* START Provided records *

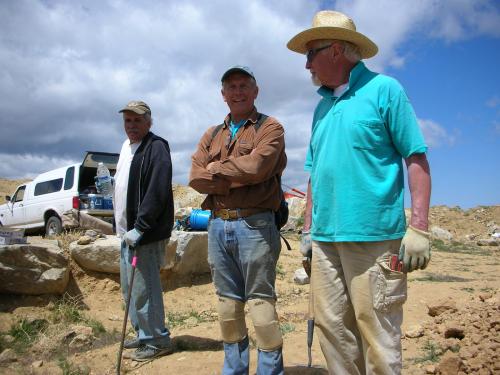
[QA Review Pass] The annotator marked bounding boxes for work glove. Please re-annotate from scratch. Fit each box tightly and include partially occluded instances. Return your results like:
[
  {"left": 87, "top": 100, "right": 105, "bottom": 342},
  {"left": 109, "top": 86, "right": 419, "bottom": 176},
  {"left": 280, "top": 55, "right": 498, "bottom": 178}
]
[
  {"left": 399, "top": 225, "right": 431, "bottom": 272},
  {"left": 122, "top": 228, "right": 143, "bottom": 247},
  {"left": 300, "top": 232, "right": 312, "bottom": 258}
]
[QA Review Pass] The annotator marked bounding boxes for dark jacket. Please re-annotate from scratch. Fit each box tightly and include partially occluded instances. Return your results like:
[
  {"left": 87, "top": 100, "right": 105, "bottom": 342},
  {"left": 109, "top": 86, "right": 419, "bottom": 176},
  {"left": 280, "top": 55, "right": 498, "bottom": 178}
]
[{"left": 127, "top": 132, "right": 174, "bottom": 245}]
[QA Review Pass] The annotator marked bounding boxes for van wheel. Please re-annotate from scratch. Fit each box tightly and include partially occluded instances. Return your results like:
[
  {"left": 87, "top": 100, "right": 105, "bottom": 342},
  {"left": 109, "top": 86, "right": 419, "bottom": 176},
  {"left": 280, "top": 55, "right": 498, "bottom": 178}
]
[{"left": 45, "top": 216, "right": 62, "bottom": 236}]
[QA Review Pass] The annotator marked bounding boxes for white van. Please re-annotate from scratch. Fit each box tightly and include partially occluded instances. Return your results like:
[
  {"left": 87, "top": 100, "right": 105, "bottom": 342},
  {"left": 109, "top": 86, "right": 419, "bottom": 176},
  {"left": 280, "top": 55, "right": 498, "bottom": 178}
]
[{"left": 0, "top": 151, "right": 119, "bottom": 235}]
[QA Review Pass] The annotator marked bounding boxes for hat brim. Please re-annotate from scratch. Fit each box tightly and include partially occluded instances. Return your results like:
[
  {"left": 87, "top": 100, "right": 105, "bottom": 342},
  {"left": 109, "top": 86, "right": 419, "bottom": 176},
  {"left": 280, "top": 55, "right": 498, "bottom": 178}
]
[
  {"left": 118, "top": 107, "right": 149, "bottom": 115},
  {"left": 220, "top": 68, "right": 255, "bottom": 82},
  {"left": 286, "top": 26, "right": 378, "bottom": 59}
]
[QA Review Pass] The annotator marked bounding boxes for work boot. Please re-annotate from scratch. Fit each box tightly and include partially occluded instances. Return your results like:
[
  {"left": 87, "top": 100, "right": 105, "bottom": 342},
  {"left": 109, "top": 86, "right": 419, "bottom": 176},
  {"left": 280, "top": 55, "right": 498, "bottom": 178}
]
[
  {"left": 222, "top": 336, "right": 250, "bottom": 375},
  {"left": 130, "top": 345, "right": 173, "bottom": 362}
]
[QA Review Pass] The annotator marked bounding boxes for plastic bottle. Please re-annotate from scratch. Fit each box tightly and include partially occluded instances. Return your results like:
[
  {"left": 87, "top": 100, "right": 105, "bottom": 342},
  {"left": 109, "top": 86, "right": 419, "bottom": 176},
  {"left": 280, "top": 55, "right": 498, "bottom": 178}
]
[{"left": 96, "top": 162, "right": 113, "bottom": 199}]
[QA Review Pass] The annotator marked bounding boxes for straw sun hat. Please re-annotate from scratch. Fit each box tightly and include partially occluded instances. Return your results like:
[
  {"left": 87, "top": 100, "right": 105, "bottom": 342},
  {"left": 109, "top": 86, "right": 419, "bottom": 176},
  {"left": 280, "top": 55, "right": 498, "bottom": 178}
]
[{"left": 286, "top": 10, "right": 378, "bottom": 59}]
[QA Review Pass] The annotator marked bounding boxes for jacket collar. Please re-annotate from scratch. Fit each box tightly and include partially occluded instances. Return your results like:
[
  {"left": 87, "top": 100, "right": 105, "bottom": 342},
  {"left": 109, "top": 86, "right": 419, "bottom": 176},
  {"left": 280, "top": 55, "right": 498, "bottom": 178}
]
[{"left": 224, "top": 106, "right": 260, "bottom": 128}]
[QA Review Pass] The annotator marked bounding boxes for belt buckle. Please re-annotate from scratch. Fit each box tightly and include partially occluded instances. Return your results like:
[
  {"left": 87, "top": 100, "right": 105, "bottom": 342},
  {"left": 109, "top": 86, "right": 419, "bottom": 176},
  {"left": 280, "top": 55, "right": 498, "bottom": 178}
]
[{"left": 218, "top": 208, "right": 230, "bottom": 220}]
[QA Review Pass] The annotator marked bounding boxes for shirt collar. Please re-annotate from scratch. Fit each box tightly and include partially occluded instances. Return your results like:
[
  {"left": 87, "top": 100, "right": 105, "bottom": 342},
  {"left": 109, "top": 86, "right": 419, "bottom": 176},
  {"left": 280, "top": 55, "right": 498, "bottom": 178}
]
[{"left": 224, "top": 107, "right": 259, "bottom": 128}]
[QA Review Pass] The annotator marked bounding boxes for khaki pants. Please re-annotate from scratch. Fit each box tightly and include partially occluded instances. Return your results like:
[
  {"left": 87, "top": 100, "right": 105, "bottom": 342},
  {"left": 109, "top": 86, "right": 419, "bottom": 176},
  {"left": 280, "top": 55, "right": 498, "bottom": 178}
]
[{"left": 311, "top": 240, "right": 407, "bottom": 375}]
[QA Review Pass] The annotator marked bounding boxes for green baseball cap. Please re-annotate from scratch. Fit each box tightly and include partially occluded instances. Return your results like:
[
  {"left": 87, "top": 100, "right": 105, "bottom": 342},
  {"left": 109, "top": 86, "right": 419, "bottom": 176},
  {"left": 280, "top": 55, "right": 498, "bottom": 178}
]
[
  {"left": 220, "top": 65, "right": 257, "bottom": 82},
  {"left": 118, "top": 100, "right": 151, "bottom": 115}
]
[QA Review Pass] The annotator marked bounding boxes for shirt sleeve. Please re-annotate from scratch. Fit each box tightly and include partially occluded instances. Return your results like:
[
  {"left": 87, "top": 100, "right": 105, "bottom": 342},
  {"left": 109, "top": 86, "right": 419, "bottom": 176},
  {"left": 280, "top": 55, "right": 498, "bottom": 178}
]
[
  {"left": 208, "top": 119, "right": 285, "bottom": 185},
  {"left": 386, "top": 82, "right": 427, "bottom": 159},
  {"left": 189, "top": 127, "right": 231, "bottom": 195}
]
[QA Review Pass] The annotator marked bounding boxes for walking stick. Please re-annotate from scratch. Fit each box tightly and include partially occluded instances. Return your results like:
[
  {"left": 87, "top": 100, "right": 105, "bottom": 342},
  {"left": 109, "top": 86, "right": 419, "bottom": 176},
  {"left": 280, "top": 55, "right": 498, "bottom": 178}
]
[
  {"left": 302, "top": 257, "right": 314, "bottom": 367},
  {"left": 116, "top": 249, "right": 137, "bottom": 375}
]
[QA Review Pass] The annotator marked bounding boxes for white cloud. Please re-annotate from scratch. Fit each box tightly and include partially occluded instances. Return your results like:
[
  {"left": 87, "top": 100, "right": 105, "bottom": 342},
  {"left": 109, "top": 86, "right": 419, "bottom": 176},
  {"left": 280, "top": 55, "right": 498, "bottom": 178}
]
[
  {"left": 418, "top": 119, "right": 456, "bottom": 148},
  {"left": 0, "top": 0, "right": 498, "bottom": 186}
]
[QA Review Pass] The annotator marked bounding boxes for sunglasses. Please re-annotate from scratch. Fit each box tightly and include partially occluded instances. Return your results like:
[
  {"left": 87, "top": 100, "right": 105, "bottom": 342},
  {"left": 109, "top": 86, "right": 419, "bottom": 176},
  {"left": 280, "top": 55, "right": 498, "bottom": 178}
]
[{"left": 306, "top": 44, "right": 332, "bottom": 63}]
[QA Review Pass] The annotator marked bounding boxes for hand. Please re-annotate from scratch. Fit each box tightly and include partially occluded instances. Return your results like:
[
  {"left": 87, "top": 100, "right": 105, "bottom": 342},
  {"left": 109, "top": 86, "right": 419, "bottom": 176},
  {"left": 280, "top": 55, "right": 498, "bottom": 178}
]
[
  {"left": 300, "top": 232, "right": 312, "bottom": 258},
  {"left": 399, "top": 225, "right": 431, "bottom": 272},
  {"left": 122, "top": 228, "right": 142, "bottom": 247}
]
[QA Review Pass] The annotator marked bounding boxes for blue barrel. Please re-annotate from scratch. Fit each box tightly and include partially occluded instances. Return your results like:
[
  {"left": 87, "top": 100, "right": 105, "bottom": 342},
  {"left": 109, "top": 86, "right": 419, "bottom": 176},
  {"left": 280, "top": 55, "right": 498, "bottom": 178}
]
[{"left": 189, "top": 209, "right": 210, "bottom": 230}]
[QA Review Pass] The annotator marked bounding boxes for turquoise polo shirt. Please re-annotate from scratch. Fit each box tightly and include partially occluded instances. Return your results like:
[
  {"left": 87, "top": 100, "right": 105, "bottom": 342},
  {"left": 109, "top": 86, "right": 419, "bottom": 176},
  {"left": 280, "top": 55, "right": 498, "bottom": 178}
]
[{"left": 304, "top": 62, "right": 427, "bottom": 242}]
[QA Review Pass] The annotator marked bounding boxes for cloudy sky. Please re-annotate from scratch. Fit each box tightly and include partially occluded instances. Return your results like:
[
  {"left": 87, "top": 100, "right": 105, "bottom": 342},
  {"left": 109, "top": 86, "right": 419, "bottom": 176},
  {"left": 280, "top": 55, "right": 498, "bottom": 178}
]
[{"left": 0, "top": 0, "right": 500, "bottom": 207}]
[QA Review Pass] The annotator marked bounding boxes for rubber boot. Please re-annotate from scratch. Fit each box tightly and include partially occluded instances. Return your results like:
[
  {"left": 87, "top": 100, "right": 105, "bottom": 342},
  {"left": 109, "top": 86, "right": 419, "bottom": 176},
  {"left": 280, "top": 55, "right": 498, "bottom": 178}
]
[
  {"left": 257, "top": 348, "right": 285, "bottom": 375},
  {"left": 222, "top": 336, "right": 250, "bottom": 375}
]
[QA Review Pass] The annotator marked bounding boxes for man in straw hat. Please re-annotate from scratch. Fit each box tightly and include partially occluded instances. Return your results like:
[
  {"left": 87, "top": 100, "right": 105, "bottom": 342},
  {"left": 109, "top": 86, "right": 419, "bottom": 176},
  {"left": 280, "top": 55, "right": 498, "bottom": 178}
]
[
  {"left": 287, "top": 11, "right": 431, "bottom": 374},
  {"left": 189, "top": 66, "right": 286, "bottom": 375},
  {"left": 113, "top": 101, "right": 174, "bottom": 362}
]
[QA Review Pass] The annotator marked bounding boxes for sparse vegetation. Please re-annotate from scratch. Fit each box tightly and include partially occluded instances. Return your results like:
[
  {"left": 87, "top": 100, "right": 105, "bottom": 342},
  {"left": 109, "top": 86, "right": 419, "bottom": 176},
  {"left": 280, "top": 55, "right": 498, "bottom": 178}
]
[
  {"left": 413, "top": 341, "right": 442, "bottom": 363},
  {"left": 57, "top": 357, "right": 90, "bottom": 375}
]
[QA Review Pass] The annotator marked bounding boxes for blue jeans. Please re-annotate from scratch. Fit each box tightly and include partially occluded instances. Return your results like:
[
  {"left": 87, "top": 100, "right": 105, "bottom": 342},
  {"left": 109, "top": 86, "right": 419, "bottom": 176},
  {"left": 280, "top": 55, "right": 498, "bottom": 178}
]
[
  {"left": 120, "top": 240, "right": 170, "bottom": 348},
  {"left": 208, "top": 211, "right": 283, "bottom": 375}
]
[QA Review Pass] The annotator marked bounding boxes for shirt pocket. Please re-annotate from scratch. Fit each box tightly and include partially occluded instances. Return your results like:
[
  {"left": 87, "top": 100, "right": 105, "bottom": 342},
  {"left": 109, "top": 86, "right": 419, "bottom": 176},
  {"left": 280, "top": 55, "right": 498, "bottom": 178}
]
[
  {"left": 352, "top": 120, "right": 387, "bottom": 150},
  {"left": 237, "top": 141, "right": 253, "bottom": 156},
  {"left": 208, "top": 147, "right": 221, "bottom": 163}
]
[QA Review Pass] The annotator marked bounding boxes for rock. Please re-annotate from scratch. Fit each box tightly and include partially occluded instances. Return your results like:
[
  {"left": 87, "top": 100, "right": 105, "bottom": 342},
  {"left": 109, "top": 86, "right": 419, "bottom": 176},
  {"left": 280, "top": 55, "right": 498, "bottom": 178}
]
[
  {"left": 476, "top": 238, "right": 500, "bottom": 246},
  {"left": 430, "top": 226, "right": 453, "bottom": 241},
  {"left": 437, "top": 352, "right": 463, "bottom": 375},
  {"left": 293, "top": 268, "right": 309, "bottom": 285},
  {"left": 184, "top": 316, "right": 198, "bottom": 328},
  {"left": 405, "top": 325, "right": 424, "bottom": 339},
  {"left": 85, "top": 229, "right": 106, "bottom": 241},
  {"left": 0, "top": 349, "right": 17, "bottom": 364},
  {"left": 31, "top": 360, "right": 43, "bottom": 368},
  {"left": 69, "top": 236, "right": 121, "bottom": 273},
  {"left": 76, "top": 236, "right": 92, "bottom": 245},
  {"left": 427, "top": 299, "right": 457, "bottom": 316},
  {"left": 162, "top": 230, "right": 210, "bottom": 278},
  {"left": 479, "top": 292, "right": 493, "bottom": 302},
  {"left": 444, "top": 322, "right": 465, "bottom": 340},
  {"left": 0, "top": 240, "right": 69, "bottom": 295}
]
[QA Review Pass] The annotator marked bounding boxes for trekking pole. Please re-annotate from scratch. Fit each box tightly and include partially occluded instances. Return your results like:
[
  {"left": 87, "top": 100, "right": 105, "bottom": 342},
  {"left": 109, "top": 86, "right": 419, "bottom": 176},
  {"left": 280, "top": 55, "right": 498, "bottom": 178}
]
[
  {"left": 302, "top": 257, "right": 314, "bottom": 367},
  {"left": 116, "top": 249, "right": 137, "bottom": 375}
]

* END Provided records *

- Problem requirements: Pull out every line in the entries above that contains the word "collar", and list only those lines. Match case exactly.

- Problem solution:
[QA Review Pass] The annotator marked bounding boxes for jacket collar. Please re-annotate from scratch. Fit each box tightly and include partially occluded instances. Return your results like:
[QA Review Pass] The annotator marked bounding boxes for shirt collar. Please re-annotate from scratch. Fit each box tightly and include partially occluded instances. Return your results like:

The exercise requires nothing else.